SET TASK ▸ Reproduce every line below exactly, without the picture.

TASK DATA ▸
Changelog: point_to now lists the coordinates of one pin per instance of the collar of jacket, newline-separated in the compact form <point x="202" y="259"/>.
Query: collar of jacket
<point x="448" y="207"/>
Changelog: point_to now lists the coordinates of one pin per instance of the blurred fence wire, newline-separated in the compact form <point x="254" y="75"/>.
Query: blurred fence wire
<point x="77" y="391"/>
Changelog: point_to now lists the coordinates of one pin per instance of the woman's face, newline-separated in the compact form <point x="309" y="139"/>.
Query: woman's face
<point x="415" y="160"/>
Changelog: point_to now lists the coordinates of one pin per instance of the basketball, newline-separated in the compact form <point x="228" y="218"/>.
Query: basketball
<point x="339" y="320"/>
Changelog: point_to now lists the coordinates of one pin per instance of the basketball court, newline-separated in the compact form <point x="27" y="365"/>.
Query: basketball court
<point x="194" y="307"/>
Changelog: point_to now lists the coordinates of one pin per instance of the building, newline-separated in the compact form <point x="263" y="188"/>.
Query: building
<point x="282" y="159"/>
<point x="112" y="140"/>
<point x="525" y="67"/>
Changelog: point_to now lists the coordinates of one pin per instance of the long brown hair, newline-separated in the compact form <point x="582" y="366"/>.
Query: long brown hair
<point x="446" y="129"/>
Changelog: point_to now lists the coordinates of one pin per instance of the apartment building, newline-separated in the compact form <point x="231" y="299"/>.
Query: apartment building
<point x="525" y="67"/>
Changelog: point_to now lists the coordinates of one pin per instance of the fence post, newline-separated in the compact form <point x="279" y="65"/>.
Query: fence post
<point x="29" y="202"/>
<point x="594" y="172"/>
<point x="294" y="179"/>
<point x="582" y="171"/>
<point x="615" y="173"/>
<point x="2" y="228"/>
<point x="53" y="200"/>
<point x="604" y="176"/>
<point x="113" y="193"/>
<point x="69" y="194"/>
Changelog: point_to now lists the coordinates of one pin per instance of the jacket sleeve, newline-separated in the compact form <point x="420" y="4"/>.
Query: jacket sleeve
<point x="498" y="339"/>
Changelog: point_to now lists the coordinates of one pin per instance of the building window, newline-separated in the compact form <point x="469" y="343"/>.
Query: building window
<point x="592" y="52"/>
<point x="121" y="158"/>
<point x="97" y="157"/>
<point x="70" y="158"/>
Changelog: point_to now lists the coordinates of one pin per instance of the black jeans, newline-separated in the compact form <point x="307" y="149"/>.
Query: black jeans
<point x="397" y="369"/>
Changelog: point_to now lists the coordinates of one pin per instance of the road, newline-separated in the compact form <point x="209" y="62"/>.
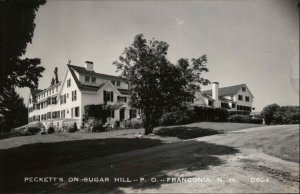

RESULT BELOW ▸
Changelog: point_to now lists the coordinates of one pin per instance of the collar of jacket, newline-separated in the compact form <point x="202" y="259"/>.
Query: collar of jacket
<point x="448" y="207"/>
Changelog: point_to now lists the coordinates of one pin per instance of the blurred fence wire, newline-separated in the compact form <point x="254" y="75"/>.
Query: blurred fence wire
<point x="77" y="391"/>
Changelog: point_to now lists the coordinates of one pin per instance of the woman's face, newline-separated in the compact form <point x="309" y="139"/>.
Query: woman's face
<point x="415" y="160"/>
Changelog: point_to now lists the coordinates of one pin per instance of the basketball, newline-separated in the compact form <point x="228" y="218"/>.
Query: basketball
<point x="339" y="320"/>
Changelog: point_to now lists the coordinates of one pin per instance of the basketball court, newline-separated in the compact form <point x="27" y="365"/>.
Query: basketball court
<point x="194" y="307"/>
Changelog: point_to now lists the coordinates of one pin per instance of the building, newline-separated in the compact form <point x="263" y="188"/>.
Query: building
<point x="282" y="159"/>
<point x="112" y="140"/>
<point x="525" y="67"/>
Changelog: point_to now lists the coordinates of one pin per instance of the long brown hair, newline-separated in the compact form <point x="582" y="366"/>.
Query: long brown hair
<point x="446" y="129"/>
Changelog: point_to now lists the coordinates of one pin per instance of the apartment building, newline-separated in the compact form <point x="231" y="299"/>.
Query: apartment building
<point x="525" y="67"/>
Changelog: point_to now lists the coordinates of one pin per instance of the fence post, newline-separated in the compact form <point x="279" y="65"/>.
Query: fence post
<point x="29" y="202"/>
<point x="594" y="172"/>
<point x="294" y="179"/>
<point x="582" y="171"/>
<point x="615" y="173"/>
<point x="2" y="228"/>
<point x="53" y="200"/>
<point x="604" y="176"/>
<point x="113" y="193"/>
<point x="69" y="194"/>
Changelog: point_to now lists the coordinates of one pin per instance of the jacket sleeve, newline-separated in the compact form <point x="420" y="4"/>.
Query: jacket sleeve
<point x="498" y="339"/>
Changelog: point_to now lists the coordinates of one pin per instance of the building window, newline-separated in the compact form <point x="469" y="343"/>.
Query: building window
<point x="592" y="52"/>
<point x="121" y="158"/>
<point x="97" y="157"/>
<point x="70" y="158"/>
Changelog: point_to now lists the coordinates of one pin per instance of the black jeans, newline-separated in the compact form <point x="307" y="149"/>.
Query: black jeans
<point x="397" y="369"/>
Changelog: point_to now lists the coordinates of one pin per instance of the road, newline-separated in the compact form <point x="209" y="62"/>.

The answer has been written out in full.